- OBJECTIVE
Locate the line that contains "Target: dark storm cloud". Reproduce it and all following lines up to the end of the material, exactly and with nothing added.

- THE DATA
++++++++++

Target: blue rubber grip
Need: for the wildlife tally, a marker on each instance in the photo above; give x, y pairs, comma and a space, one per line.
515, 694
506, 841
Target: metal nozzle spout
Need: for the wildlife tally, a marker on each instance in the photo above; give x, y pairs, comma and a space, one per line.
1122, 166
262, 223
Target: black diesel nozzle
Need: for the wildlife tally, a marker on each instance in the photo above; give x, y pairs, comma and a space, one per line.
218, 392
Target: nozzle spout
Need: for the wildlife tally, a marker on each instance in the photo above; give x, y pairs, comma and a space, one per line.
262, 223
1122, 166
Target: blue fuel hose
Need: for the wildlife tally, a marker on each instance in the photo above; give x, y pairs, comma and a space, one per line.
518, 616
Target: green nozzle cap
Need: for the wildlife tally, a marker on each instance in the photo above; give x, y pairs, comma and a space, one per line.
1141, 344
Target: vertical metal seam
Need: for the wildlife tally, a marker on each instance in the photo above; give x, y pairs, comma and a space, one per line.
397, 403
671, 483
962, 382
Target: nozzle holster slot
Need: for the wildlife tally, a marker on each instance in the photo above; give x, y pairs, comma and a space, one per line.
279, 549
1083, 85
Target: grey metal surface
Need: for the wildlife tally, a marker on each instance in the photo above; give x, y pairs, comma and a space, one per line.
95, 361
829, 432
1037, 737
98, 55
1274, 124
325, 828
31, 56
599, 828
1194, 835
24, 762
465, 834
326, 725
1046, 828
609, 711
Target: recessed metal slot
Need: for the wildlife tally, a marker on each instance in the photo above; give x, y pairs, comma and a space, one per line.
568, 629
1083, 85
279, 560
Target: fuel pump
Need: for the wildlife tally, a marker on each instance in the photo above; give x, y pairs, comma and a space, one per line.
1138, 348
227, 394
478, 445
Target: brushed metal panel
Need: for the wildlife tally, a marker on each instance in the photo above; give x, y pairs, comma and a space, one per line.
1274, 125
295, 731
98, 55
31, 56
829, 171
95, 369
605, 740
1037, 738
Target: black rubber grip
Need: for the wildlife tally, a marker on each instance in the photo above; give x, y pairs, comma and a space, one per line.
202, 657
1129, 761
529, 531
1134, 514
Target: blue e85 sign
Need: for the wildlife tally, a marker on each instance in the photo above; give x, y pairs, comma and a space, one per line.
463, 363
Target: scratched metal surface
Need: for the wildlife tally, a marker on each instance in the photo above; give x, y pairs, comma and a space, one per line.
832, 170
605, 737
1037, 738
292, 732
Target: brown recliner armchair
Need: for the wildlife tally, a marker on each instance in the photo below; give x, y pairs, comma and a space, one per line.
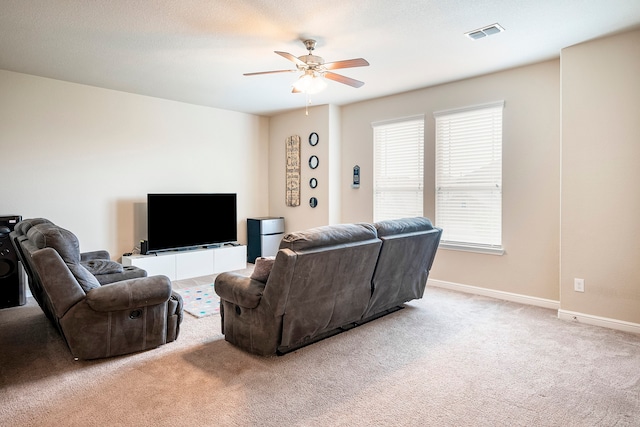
96, 320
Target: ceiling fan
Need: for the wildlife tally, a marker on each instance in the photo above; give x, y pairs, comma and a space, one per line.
314, 68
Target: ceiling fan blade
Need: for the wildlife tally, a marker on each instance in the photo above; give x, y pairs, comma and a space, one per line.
269, 72
343, 79
292, 58
348, 63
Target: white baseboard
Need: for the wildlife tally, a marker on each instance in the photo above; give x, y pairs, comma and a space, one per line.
507, 296
605, 322
572, 316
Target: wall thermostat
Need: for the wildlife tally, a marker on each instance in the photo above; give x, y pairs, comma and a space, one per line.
356, 177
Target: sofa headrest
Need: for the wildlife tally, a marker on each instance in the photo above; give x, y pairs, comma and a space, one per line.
23, 226
402, 226
48, 235
328, 235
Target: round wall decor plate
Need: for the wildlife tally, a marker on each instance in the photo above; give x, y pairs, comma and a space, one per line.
314, 139
313, 162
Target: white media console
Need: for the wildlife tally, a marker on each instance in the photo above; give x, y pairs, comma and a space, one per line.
178, 265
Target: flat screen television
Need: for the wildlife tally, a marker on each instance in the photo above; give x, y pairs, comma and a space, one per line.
187, 221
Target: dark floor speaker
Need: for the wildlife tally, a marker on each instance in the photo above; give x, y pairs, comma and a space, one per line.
12, 290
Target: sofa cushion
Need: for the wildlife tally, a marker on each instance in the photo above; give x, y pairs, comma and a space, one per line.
402, 226
86, 280
328, 235
262, 268
102, 266
23, 226
51, 236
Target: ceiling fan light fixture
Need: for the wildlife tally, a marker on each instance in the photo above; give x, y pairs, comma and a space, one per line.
309, 83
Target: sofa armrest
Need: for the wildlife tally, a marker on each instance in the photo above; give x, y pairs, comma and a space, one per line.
128, 294
88, 256
238, 289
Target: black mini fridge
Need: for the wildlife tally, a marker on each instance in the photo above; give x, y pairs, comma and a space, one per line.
263, 237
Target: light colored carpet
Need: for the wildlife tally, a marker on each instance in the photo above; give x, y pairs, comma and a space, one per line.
450, 359
201, 300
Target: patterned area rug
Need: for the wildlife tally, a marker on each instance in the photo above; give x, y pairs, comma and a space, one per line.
200, 301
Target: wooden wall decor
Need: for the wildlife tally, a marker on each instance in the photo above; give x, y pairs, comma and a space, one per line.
292, 196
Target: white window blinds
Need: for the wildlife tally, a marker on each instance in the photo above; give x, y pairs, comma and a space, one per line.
469, 175
398, 176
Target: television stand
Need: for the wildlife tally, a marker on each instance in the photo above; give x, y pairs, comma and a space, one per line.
178, 265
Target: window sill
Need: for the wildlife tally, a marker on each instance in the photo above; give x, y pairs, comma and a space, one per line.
472, 248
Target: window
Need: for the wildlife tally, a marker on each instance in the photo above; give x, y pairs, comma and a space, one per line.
469, 177
398, 178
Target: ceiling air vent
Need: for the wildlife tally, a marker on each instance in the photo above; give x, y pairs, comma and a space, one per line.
484, 32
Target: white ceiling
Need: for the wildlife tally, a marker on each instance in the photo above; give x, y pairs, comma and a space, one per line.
196, 51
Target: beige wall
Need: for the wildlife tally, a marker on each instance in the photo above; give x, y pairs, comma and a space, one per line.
600, 176
83, 156
322, 120
531, 173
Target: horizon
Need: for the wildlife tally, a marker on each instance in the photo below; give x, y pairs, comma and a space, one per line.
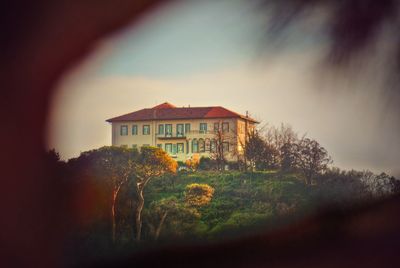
213, 54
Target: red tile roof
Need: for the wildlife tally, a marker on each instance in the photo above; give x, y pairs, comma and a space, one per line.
167, 111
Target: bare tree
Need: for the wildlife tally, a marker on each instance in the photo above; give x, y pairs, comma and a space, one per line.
223, 143
153, 162
310, 158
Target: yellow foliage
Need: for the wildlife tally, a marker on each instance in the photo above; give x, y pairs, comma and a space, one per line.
198, 194
193, 162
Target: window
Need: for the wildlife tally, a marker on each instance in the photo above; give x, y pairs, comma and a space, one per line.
124, 130
161, 129
201, 146
216, 126
195, 146
174, 148
203, 127
187, 128
168, 130
146, 129
179, 130
168, 147
134, 130
225, 127
213, 146
207, 145
180, 148
225, 146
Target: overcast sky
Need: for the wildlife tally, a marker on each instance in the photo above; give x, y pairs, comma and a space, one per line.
207, 53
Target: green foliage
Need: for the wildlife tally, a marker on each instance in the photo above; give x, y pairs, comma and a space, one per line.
198, 195
205, 204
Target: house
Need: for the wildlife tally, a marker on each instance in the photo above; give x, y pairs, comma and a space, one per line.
183, 131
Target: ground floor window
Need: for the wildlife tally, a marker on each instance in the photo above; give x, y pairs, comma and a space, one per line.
180, 148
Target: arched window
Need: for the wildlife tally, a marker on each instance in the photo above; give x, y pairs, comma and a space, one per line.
202, 146
195, 146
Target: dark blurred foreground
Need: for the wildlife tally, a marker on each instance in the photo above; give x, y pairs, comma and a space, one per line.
40, 41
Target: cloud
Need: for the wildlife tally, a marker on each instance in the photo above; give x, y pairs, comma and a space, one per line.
352, 123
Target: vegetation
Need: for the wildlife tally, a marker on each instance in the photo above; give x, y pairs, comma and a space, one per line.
133, 196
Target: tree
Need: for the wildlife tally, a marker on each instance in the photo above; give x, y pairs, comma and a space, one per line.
115, 165
198, 195
258, 152
152, 162
224, 142
310, 158
283, 140
193, 162
172, 217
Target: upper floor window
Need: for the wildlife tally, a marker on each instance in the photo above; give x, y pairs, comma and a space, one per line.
202, 146
174, 148
216, 126
187, 128
146, 129
134, 130
124, 130
168, 129
207, 142
225, 146
195, 146
203, 127
179, 130
168, 147
213, 146
161, 129
225, 127
180, 148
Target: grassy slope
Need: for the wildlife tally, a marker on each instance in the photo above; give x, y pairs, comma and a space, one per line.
241, 200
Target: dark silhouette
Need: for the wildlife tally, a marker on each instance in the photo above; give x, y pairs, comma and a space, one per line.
42, 39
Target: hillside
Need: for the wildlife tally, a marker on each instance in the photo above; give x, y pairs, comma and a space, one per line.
241, 201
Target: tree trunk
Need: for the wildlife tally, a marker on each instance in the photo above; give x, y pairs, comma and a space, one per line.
139, 212
114, 223
113, 212
158, 231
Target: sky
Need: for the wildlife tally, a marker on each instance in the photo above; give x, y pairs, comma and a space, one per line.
204, 53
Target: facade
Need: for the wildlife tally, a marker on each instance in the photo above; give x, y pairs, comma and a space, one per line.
183, 132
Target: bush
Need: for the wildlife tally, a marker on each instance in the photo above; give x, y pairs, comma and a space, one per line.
207, 163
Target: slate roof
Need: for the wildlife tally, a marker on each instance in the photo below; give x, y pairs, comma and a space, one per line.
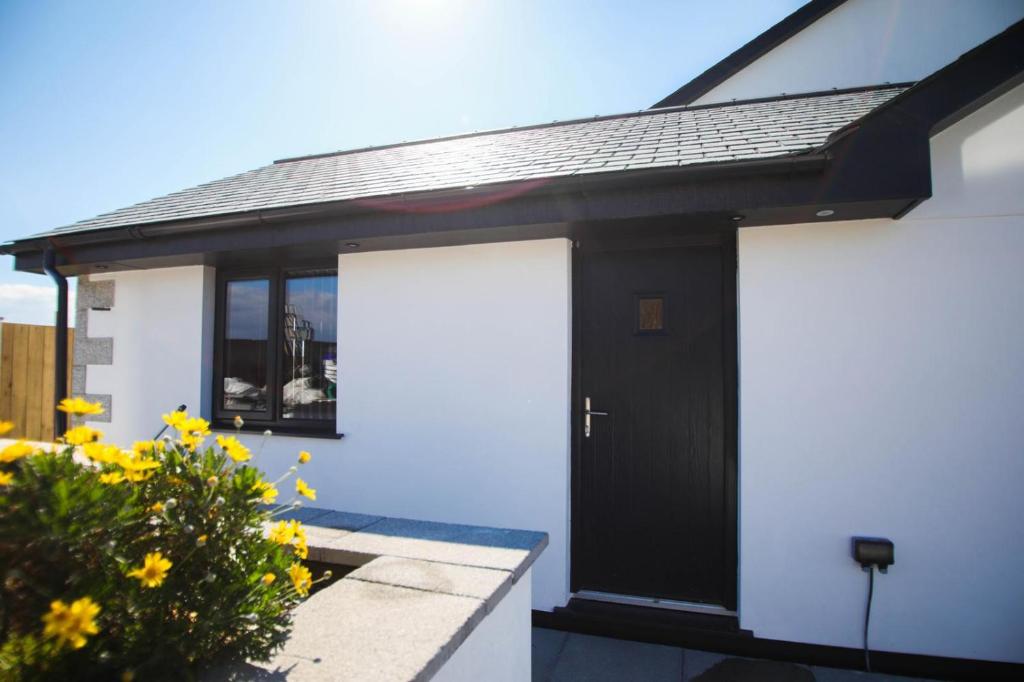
653, 138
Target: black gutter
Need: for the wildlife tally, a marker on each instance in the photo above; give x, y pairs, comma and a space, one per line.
60, 361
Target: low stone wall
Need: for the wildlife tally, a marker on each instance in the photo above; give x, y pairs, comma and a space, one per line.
427, 601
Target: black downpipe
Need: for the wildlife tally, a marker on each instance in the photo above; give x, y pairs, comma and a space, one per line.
60, 361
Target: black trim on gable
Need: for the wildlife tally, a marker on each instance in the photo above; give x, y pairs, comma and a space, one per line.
750, 52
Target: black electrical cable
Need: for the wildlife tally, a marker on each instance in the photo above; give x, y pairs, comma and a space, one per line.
867, 615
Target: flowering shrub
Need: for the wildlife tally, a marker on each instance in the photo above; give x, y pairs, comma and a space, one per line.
148, 562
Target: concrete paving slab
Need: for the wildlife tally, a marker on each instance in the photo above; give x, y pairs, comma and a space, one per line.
547, 646
487, 585
587, 658
840, 675
355, 630
755, 670
346, 520
466, 545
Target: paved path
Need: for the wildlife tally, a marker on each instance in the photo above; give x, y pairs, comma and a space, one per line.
560, 656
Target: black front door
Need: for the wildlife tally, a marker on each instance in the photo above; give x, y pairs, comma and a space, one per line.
654, 476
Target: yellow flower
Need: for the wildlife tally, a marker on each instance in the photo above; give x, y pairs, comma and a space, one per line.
14, 452
267, 493
71, 624
302, 580
175, 419
81, 435
100, 453
190, 441
79, 406
137, 476
196, 426
153, 571
301, 549
133, 462
303, 489
235, 449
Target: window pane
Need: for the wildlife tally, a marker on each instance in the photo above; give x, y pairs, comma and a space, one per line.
246, 345
309, 365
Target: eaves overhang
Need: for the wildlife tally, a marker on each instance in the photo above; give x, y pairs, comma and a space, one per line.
761, 192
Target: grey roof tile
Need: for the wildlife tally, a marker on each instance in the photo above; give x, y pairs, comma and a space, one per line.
653, 138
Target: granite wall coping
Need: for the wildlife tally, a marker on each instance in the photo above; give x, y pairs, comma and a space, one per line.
419, 590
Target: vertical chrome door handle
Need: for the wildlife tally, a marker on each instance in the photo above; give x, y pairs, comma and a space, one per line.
587, 414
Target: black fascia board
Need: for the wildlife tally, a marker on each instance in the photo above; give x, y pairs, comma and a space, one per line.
750, 52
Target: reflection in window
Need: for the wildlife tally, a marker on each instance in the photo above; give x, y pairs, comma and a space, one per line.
245, 351
309, 360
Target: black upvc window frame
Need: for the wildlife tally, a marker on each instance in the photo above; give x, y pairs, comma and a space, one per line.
278, 276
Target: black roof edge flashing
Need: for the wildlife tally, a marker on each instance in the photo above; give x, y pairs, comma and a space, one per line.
750, 52
434, 200
956, 90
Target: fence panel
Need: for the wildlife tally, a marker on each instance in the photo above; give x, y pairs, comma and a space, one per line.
27, 378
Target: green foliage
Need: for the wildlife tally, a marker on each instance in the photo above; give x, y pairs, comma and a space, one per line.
77, 522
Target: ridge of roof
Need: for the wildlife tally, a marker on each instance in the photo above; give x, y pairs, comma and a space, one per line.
780, 127
751, 52
604, 117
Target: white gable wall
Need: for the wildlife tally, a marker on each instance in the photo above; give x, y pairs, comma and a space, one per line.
866, 42
882, 381
454, 389
162, 326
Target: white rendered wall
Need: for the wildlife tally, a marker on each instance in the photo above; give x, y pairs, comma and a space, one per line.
454, 393
882, 369
500, 648
162, 324
866, 42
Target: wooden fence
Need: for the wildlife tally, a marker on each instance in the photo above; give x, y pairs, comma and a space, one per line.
27, 355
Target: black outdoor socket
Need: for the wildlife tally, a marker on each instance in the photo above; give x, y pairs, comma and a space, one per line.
873, 552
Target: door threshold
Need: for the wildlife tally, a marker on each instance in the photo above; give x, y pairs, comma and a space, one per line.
653, 602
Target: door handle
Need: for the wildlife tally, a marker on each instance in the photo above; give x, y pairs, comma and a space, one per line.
587, 414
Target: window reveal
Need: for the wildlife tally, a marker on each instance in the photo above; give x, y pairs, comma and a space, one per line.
276, 349
309, 363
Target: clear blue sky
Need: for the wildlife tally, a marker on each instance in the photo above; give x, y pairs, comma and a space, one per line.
105, 103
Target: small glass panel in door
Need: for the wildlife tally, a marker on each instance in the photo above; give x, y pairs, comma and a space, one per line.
309, 361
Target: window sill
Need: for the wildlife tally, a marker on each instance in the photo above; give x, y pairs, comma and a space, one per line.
293, 433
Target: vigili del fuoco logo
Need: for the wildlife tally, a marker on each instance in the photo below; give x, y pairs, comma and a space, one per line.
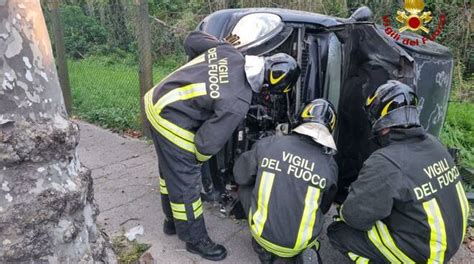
414, 18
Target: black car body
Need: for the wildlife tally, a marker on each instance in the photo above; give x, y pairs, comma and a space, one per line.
342, 60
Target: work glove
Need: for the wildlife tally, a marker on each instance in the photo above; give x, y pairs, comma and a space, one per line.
232, 39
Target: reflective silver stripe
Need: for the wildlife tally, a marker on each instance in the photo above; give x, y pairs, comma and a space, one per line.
264, 192
390, 243
308, 218
438, 231
464, 207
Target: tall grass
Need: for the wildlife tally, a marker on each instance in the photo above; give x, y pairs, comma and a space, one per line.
107, 93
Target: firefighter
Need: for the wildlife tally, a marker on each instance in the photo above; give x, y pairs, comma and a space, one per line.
288, 182
408, 204
192, 113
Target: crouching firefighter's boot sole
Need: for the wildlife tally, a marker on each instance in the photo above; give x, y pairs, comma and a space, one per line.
207, 249
168, 227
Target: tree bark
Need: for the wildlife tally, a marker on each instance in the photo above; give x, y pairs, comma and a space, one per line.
47, 210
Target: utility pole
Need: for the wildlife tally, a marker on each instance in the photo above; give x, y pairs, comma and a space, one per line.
60, 48
145, 71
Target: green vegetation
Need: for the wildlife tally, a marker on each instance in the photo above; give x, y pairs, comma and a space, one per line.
128, 252
105, 90
458, 131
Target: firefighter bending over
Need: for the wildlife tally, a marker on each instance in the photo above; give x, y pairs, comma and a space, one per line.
192, 113
288, 182
408, 204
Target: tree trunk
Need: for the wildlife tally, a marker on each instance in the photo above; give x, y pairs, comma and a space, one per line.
47, 210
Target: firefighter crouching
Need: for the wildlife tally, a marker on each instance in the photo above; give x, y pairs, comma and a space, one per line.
408, 204
288, 182
192, 113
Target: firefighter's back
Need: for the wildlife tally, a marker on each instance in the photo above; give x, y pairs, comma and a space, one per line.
293, 181
429, 220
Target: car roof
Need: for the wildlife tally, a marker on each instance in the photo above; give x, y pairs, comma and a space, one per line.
286, 15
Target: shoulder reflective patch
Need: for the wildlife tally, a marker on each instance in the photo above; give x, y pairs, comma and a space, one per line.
438, 231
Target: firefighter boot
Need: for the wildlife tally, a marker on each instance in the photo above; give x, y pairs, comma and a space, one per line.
207, 249
168, 227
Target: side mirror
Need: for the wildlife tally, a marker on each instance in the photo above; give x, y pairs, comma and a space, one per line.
362, 13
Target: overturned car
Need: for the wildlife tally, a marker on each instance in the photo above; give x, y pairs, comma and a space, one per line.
343, 61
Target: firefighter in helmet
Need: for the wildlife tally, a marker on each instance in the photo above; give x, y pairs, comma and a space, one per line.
288, 182
408, 204
193, 112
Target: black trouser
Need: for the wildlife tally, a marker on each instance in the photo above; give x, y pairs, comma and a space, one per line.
180, 187
354, 244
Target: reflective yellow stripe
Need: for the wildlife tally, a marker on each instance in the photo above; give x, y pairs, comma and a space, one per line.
375, 238
358, 259
305, 230
177, 135
180, 216
464, 207
275, 249
178, 207
202, 157
438, 231
179, 94
152, 117
179, 211
264, 192
390, 243
163, 189
197, 208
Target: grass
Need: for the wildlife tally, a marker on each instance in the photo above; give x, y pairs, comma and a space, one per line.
106, 92
128, 252
458, 131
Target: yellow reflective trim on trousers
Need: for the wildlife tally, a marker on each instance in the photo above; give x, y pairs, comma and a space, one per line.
264, 192
464, 207
438, 231
390, 243
202, 157
179, 211
197, 208
178, 207
305, 230
151, 116
358, 259
180, 216
375, 238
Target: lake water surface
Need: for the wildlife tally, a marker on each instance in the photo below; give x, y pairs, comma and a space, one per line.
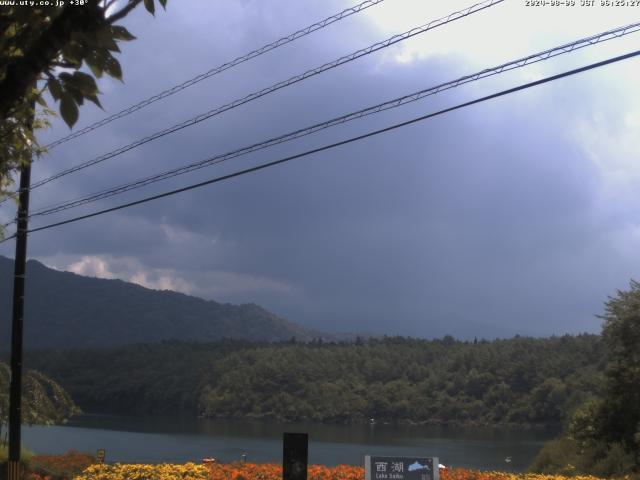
163, 439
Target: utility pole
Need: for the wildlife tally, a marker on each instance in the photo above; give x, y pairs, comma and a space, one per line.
17, 320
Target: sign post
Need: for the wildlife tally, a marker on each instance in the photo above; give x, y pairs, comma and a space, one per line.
401, 468
295, 451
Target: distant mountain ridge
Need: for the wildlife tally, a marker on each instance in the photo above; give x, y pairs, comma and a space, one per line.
64, 310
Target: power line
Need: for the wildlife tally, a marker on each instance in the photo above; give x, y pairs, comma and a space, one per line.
253, 96
219, 69
340, 143
396, 102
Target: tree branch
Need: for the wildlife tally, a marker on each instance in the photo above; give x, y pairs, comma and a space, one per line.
25, 70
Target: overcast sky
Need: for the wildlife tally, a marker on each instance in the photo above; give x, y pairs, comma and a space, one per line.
515, 216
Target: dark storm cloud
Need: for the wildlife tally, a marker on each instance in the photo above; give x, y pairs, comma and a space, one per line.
481, 222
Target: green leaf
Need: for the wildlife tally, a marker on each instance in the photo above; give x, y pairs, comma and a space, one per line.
54, 88
104, 38
68, 109
150, 6
121, 33
73, 53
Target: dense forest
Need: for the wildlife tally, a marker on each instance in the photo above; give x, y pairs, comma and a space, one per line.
522, 381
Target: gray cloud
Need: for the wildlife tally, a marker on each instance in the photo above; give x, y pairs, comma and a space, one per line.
491, 221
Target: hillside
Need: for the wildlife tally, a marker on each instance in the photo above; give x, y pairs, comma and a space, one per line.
67, 310
521, 381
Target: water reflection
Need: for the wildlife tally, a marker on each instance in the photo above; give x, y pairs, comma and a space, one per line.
180, 439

++++++++++

- OUTPUT FOR THIS EXERCISE
Target: dark storm cloud
Need: for the wildlife tally, a marker on each instance in the photo above; give x, y pairs, comma and a space, one per line.
481, 222
Target: green leaf
Need: for the wildlife tally, a marker on each instance in the photo above; give x, y pairs, comma and a space, one per line.
54, 88
104, 38
68, 109
150, 6
121, 33
73, 53
Target: dense forest
Need: for the wildlife tally, a marker on each instance in the photo above; give x, y pairs, comma and a space, one per line.
522, 381
Target: gray cloud
Need: for the wildlife tally, a marker on each instance in the photo above; give x, y pairs, comma and a space, one per line.
491, 221
Target: hillside
Need: for the wildlife tally, a marker on each instance in the photo above; give x, y pairs, comma and a space, one per line.
67, 310
521, 381
Target: water reflection
Need: for the wildlife tally, a marker on each instance in the photo above; give x, y pairs, comma and a space, one per line.
180, 439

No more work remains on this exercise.